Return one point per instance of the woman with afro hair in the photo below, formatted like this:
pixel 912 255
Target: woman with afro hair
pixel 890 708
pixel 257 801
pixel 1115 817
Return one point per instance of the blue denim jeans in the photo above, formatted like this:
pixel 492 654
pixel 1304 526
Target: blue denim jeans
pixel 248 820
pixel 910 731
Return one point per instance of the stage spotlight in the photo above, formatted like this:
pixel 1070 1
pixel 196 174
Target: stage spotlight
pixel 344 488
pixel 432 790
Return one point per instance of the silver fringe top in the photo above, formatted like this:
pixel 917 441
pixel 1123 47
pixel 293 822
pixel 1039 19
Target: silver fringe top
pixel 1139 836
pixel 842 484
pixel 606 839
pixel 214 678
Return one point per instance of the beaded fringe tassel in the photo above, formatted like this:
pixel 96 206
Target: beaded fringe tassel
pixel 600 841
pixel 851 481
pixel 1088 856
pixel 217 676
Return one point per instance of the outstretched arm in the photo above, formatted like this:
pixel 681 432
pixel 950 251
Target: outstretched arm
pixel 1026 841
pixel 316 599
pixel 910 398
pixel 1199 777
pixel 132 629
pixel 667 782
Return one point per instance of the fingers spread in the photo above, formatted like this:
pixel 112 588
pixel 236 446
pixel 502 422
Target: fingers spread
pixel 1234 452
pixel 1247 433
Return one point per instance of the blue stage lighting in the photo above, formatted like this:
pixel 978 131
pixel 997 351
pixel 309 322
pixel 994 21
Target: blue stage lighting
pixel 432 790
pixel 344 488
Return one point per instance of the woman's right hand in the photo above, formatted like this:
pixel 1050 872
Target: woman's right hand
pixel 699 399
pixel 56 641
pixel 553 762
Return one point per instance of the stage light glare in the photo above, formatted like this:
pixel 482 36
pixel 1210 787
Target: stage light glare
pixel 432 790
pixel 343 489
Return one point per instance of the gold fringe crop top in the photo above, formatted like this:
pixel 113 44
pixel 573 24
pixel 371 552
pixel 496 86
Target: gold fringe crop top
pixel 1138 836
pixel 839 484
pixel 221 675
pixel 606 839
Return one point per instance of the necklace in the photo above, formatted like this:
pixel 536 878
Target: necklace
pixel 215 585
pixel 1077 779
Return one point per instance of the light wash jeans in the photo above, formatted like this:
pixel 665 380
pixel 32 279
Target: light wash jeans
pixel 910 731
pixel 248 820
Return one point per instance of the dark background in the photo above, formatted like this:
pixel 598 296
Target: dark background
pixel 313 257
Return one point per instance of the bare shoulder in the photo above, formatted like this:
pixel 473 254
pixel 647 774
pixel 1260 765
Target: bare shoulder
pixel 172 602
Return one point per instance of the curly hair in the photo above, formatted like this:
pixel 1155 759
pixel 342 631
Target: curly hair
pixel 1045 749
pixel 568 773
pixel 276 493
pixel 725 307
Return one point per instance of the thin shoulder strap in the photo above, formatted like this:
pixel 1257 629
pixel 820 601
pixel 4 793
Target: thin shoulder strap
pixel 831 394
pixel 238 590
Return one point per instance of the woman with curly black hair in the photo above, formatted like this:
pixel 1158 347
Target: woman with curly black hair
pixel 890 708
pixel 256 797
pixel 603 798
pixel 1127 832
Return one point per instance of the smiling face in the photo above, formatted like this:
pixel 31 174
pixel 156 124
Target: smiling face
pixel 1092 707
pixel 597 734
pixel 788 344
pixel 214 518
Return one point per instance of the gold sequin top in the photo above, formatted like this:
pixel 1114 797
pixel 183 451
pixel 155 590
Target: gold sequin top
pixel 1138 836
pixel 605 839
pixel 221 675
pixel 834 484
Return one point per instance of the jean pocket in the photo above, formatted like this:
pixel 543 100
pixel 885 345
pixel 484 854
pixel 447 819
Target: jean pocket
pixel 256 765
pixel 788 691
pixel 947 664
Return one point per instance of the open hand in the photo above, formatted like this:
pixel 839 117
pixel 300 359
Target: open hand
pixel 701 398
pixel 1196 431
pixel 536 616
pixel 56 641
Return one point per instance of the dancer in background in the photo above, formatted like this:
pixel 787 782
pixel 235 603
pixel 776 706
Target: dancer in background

**THE PROBLEM**
Copy all of the material above, character for character, with nothing left out or changed.

**CORRECT RESPONSE**
Return one point per instance of the woman with afro hair in the photo below, formatted like this:
pixel 912 255
Target: woman with afro hair
pixel 890 708
pixel 257 801
pixel 1115 817
Return one point per instance of the blue denim jeans in the photo above, formatted like this:
pixel 492 654
pixel 1304 526
Target: blue denim jeans
pixel 248 820
pixel 910 731
Return one point per instance of the stage spotlight in the photo above, formatted like this:
pixel 1070 1
pixel 196 174
Target: stage spotlight
pixel 344 488
pixel 432 790
Return one point per instance of the silver fringe top in the photo above, formatted like this:
pixel 917 441
pixel 1123 47
pixel 293 822
pixel 1039 19
Target: silver fringe top
pixel 1139 836
pixel 842 484
pixel 606 839
pixel 214 678
Return one point per instance of the beaded fringe tassel in the photo above, formatted like this:
pixel 96 206
Target: beaded fringe tassel
pixel 600 841
pixel 851 481
pixel 1088 856
pixel 217 676
Return one point per instance of the outstretched arm in the photo above, formatted like this:
pixel 681 432
pixel 950 251
Target: outstretched arm
pixel 1026 841
pixel 316 599
pixel 910 398
pixel 1199 777
pixel 132 629
pixel 667 782
Return one point per instance of the fingers spread in the photo above, formatted like this:
pixel 112 588
pixel 236 446
pixel 502 422
Target: fingers spread
pixel 1234 452
pixel 1247 433
Return one point per instance of the blue stage lighting in the photo above, formatted like this:
pixel 978 131
pixel 997 351
pixel 309 322
pixel 994 21
Target: blue stage lighting
pixel 432 790
pixel 344 488
Return one point per instance of the woman's right hand in the photo above, formatted like this:
pixel 1050 872
Target: woman's right hand
pixel 699 399
pixel 56 641
pixel 553 762
Return one point per instance of the stage light glare in the photo above, formatted like this:
pixel 482 36
pixel 1210 787
Target: stage light glare
pixel 432 790
pixel 343 489
Return one point per instance of the gold fringe crop top in the photo above, formatted like this:
pixel 113 44
pixel 573 24
pixel 371 552
pixel 496 86
Target: gold fringe crop top
pixel 1138 836
pixel 839 484
pixel 221 675
pixel 606 839
Return one point per instance of the necklace in the photo above, formatted like this:
pixel 536 878
Target: necklace
pixel 215 585
pixel 1077 779
Return one point per instance of the light wash jeans in the photo above, formatted like this:
pixel 665 380
pixel 32 279
Target: light wash jeans
pixel 910 731
pixel 248 820
Return one point per instance of the dark background in the photo above, formatted like this:
pixel 598 296
Target: dark background
pixel 313 257
Return one point per instance of the bare shoulder in the photo above, formatted like this:
pixel 473 254
pixel 647 774
pixel 1260 765
Target: bare shoulder
pixel 172 602
Return one point per instance of the curly hair in the photo above, formatted like this:
pixel 1155 759
pixel 342 631
Target: curly hair
pixel 1045 749
pixel 568 773
pixel 276 493
pixel 725 307
Return one point per instance of the thin shoulder strap in the photo above, formatted like this:
pixel 1257 629
pixel 820 601
pixel 4 793
Target: thin shoulder strap
pixel 831 394
pixel 238 590
Return one point per instance of the woman with curly black hair in the photo above, formatted like this:
pixel 1158 347
Target: woman with curly black hair
pixel 890 708
pixel 256 797
pixel 603 798
pixel 1127 832
Return one point per instance of the smiling face in the photo above, formatted like this:
pixel 31 174
pixel 156 124
Target: smiling face
pixel 1092 707
pixel 597 734
pixel 788 344
pixel 214 518
Return one point per instance of the gold sequin top in the photo above, formatted like this:
pixel 1114 797
pixel 183 451
pixel 155 590
Target: gold sequin top
pixel 1138 836
pixel 605 839
pixel 221 675
pixel 834 484
Return one point per instance of the jean pocket in the photo above, formatted like this:
pixel 543 100
pixel 885 345
pixel 484 854
pixel 447 819
Target: jean pocket
pixel 256 765
pixel 788 691
pixel 947 664
Return one point per instance of the open hand in the photo above, formatted like this:
pixel 839 117
pixel 300 359
Target: open hand
pixel 701 398
pixel 1196 431
pixel 536 616
pixel 56 641
Return one point per instance of the dancer in background in the photo above, formatted like this:
pixel 787 782
pixel 235 603
pixel 776 706
Target: dancer in background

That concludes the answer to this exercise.